## Request:
Locate the line that contains "flag fabric fold.". Reproduce it and all following lines up to the end of the material, exactly and with nothing added.

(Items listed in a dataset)
· · · · · · ·

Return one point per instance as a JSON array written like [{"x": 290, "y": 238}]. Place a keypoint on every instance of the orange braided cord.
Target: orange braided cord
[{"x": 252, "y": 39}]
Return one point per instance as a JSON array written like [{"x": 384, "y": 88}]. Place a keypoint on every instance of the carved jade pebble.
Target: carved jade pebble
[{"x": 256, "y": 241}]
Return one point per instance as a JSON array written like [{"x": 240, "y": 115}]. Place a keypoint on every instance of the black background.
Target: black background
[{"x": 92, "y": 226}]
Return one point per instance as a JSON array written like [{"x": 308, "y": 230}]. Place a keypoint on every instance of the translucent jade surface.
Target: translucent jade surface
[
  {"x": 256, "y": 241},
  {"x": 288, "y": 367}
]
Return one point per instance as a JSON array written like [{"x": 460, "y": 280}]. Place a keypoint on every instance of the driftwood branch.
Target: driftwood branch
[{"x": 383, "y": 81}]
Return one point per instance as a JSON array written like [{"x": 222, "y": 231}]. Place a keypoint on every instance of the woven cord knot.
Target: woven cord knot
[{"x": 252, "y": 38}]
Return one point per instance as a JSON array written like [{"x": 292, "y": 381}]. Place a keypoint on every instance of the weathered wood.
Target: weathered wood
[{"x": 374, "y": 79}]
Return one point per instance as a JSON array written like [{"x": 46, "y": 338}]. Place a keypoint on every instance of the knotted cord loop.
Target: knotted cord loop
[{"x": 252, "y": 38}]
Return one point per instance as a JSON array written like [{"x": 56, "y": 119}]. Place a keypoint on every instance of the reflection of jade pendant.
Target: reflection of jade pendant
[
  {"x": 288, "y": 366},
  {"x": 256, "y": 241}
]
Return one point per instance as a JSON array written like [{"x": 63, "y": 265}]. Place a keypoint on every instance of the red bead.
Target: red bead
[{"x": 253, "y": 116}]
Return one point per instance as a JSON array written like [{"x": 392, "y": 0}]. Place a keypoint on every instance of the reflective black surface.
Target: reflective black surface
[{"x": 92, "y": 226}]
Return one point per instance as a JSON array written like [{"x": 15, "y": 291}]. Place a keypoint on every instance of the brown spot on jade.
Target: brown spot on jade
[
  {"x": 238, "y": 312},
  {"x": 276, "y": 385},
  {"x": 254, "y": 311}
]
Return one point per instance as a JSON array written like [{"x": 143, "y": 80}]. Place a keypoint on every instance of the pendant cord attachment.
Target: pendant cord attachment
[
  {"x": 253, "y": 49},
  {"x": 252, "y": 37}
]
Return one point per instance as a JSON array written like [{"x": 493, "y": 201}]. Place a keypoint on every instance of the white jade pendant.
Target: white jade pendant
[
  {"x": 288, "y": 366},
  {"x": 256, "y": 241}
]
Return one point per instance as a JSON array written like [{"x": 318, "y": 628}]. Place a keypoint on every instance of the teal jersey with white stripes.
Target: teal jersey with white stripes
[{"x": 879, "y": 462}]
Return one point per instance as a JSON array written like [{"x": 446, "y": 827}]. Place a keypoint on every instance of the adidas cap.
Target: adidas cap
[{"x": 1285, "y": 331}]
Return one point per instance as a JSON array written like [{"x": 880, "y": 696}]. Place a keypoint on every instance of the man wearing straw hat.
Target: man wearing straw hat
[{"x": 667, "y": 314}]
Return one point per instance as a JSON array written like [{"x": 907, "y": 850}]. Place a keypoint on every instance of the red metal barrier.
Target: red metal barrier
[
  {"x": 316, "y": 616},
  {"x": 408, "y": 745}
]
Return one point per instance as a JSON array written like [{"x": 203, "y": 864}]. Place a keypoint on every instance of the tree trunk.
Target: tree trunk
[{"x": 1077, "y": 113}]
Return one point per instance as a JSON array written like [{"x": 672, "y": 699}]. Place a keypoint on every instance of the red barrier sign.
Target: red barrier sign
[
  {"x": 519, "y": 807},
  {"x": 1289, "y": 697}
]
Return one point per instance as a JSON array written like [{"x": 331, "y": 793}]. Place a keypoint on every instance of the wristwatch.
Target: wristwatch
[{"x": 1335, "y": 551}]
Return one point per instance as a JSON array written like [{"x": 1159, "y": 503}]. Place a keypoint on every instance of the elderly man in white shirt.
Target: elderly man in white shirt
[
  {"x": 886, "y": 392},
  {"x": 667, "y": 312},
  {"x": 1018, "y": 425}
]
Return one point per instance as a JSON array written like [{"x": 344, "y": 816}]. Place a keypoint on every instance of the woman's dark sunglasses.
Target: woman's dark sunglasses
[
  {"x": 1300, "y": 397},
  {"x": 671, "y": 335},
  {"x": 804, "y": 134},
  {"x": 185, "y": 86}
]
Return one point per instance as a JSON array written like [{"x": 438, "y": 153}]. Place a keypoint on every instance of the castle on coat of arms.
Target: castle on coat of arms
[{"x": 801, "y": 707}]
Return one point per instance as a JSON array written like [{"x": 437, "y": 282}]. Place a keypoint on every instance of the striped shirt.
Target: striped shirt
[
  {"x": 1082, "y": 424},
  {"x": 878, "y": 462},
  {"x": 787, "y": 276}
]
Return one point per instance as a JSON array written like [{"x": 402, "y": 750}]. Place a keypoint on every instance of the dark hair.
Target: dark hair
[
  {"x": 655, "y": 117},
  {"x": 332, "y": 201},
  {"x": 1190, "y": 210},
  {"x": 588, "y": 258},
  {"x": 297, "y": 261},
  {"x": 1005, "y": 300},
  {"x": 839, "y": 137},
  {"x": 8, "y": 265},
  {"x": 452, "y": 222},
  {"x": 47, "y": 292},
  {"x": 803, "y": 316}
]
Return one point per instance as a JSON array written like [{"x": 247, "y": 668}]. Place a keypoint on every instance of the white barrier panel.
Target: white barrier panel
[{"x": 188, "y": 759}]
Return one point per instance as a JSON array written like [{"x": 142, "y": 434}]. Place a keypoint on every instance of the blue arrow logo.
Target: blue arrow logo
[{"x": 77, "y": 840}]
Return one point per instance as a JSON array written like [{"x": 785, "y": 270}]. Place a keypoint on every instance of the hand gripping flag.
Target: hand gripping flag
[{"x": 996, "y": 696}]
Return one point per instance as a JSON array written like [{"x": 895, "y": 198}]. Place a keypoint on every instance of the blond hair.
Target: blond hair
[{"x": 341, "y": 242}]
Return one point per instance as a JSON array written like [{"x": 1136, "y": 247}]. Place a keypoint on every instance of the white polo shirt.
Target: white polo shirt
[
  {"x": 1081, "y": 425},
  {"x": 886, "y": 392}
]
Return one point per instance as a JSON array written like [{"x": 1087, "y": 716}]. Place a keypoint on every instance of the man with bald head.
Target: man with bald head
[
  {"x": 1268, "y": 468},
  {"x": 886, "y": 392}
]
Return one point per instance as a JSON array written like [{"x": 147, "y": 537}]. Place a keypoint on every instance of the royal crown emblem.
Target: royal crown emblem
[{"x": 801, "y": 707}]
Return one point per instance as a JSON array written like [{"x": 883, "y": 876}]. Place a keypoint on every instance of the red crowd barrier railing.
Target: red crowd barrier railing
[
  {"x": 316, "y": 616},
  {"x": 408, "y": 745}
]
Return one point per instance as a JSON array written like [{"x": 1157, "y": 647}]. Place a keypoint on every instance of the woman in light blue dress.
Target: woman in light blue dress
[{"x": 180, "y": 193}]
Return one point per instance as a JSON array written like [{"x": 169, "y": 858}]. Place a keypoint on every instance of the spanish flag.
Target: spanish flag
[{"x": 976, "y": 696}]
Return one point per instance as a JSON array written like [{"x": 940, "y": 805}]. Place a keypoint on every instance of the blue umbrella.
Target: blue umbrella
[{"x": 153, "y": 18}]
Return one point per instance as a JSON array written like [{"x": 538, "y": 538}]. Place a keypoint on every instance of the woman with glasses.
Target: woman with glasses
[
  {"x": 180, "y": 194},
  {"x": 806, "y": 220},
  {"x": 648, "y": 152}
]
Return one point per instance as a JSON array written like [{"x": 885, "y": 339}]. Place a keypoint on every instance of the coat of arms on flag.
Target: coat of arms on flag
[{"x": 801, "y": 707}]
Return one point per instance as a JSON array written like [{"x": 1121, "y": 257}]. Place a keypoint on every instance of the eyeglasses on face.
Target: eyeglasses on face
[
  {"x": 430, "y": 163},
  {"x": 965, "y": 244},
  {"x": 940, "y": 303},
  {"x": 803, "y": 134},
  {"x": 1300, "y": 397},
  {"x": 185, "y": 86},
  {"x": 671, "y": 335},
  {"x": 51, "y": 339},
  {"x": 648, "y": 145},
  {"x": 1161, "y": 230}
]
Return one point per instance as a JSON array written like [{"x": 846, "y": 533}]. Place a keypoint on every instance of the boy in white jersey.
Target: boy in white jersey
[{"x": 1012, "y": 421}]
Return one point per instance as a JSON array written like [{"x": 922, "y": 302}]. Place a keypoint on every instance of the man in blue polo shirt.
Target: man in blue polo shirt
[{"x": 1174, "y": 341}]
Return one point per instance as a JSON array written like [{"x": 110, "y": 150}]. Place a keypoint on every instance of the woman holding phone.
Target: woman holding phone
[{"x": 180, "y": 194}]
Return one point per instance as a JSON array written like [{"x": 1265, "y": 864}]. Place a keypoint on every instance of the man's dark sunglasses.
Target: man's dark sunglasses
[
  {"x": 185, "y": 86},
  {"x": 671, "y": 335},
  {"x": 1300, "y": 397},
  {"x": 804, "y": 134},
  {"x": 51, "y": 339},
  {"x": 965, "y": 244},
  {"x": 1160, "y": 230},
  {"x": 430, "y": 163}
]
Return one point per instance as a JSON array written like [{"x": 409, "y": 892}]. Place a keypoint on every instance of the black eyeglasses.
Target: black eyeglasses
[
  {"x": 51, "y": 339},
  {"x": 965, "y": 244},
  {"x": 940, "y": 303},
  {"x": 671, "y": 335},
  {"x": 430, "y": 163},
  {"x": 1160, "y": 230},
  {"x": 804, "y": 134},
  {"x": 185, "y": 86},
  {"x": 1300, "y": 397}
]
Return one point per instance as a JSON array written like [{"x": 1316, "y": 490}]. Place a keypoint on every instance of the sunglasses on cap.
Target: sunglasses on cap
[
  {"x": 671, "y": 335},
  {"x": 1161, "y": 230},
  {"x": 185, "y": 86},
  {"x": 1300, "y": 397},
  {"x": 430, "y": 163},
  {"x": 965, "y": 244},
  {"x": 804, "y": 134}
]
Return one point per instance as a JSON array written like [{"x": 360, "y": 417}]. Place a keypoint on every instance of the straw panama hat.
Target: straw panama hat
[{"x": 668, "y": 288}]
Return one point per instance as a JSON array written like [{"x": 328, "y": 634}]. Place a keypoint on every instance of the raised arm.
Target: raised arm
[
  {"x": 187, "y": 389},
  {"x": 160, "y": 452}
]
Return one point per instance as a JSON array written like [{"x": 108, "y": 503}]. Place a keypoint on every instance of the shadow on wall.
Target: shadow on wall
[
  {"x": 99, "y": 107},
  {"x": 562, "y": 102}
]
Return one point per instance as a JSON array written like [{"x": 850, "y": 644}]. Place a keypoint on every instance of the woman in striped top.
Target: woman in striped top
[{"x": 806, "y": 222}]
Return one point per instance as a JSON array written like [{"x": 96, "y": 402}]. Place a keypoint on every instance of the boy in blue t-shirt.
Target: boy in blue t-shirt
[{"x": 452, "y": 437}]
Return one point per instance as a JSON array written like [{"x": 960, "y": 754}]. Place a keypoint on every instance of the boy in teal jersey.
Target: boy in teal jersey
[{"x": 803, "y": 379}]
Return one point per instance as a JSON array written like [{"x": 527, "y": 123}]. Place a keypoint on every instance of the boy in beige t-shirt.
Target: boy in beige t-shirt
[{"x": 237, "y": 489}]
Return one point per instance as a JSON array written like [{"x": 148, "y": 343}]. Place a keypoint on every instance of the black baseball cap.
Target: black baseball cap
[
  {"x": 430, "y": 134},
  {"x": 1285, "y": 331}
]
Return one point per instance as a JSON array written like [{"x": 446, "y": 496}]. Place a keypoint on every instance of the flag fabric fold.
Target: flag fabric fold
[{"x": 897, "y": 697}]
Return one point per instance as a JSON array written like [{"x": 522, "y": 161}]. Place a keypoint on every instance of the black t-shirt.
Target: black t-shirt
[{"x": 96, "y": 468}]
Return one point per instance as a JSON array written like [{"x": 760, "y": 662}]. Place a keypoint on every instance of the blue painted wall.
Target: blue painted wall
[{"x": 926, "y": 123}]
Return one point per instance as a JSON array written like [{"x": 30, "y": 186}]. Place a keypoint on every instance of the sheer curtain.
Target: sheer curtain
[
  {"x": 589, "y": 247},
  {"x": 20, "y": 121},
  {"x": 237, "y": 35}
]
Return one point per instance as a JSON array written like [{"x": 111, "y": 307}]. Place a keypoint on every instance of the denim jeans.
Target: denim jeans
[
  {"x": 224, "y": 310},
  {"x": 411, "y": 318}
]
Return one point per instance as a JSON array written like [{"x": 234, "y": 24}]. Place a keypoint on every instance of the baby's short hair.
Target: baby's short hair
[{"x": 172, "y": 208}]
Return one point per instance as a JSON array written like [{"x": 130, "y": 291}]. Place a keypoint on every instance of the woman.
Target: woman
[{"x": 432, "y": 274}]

· · · · · · ·

## Reply:
Return one point per instance as a JSON array written like [{"x": 446, "y": 496}]. Place a keypoint on every instance of the flag fabric fold.
Target: flag fabric fold
[{"x": 897, "y": 697}]
Return one point per instance as a JSON array written like [{"x": 522, "y": 161}]. Place a keypoint on every instance of the black t-shirt.
Target: black t-shirt
[{"x": 96, "y": 468}]
Return one point per instance as a JSON array written like [{"x": 760, "y": 662}]. Place a keypoint on every instance of the blue painted wall.
Target: blue painted wall
[{"x": 926, "y": 123}]
Return one point per instance as a JSON array written like [{"x": 30, "y": 186}]. Place a keypoint on every instance of the sheer curtain.
Target: sheer curtain
[
  {"x": 589, "y": 247},
  {"x": 20, "y": 121},
  {"x": 237, "y": 35}
]
Return one point per instance as a JSON array written like [{"x": 111, "y": 307}]. Place a keypoint on every instance of the denim jeans.
Target: denim jeans
[
  {"x": 224, "y": 310},
  {"x": 411, "y": 318}
]
Return one point per instance as a JSON array written like [{"x": 234, "y": 24}]. Place a keypoint on every instance of the baby's short hair.
Target: baby's short hair
[{"x": 172, "y": 208}]
Return one point per instance as a JSON array written like [{"x": 130, "y": 291}]. Place a keypoint on every instance of the woman.
Target: woman
[{"x": 432, "y": 274}]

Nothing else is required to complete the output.